- [TASK REQUIREMENTS]:
Copy out the material below line for line, leaving the pictures out.

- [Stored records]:
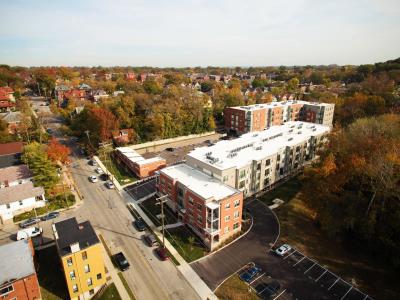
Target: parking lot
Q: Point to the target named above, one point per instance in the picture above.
(142, 190)
(330, 282)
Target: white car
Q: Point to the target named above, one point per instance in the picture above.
(282, 250)
(110, 184)
(28, 233)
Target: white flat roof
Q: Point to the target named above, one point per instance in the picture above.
(256, 145)
(203, 185)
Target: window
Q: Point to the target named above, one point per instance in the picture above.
(87, 268)
(6, 290)
(69, 261)
(89, 281)
(72, 275)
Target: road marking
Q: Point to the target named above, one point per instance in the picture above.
(279, 294)
(321, 276)
(299, 261)
(346, 293)
(310, 268)
(334, 283)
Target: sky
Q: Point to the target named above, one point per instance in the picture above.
(179, 33)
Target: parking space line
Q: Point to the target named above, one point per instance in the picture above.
(280, 294)
(257, 278)
(337, 279)
(299, 261)
(310, 268)
(290, 254)
(346, 292)
(321, 275)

- [ANSWER TO THE EXERCISE]:
Target: parking lot
Q: Point to the target named above, one point per instance in the picture above.
(142, 190)
(330, 282)
Target: white car
Q: Point to the target named above, one point per instance in the picture above.
(282, 250)
(110, 184)
(28, 233)
Target: white flat roof
Q: Point to the target named above, one point per instance in the picture above.
(256, 145)
(203, 185)
Target: window
Q: Point to the target named above, one point per instance in the picture above.
(87, 268)
(6, 290)
(69, 261)
(89, 281)
(72, 275)
Target: road marking
Q: Point to the target named above, one point per instance in the picture above.
(279, 294)
(321, 276)
(299, 261)
(346, 293)
(310, 268)
(334, 283)
Target: sky
Q: Point to the target named above, one point per instance in the picture above.
(179, 33)
Target: parking space line
Q: Point to the target named above, one point per instance in the picture above.
(280, 294)
(257, 278)
(337, 279)
(299, 261)
(310, 268)
(290, 254)
(346, 292)
(321, 275)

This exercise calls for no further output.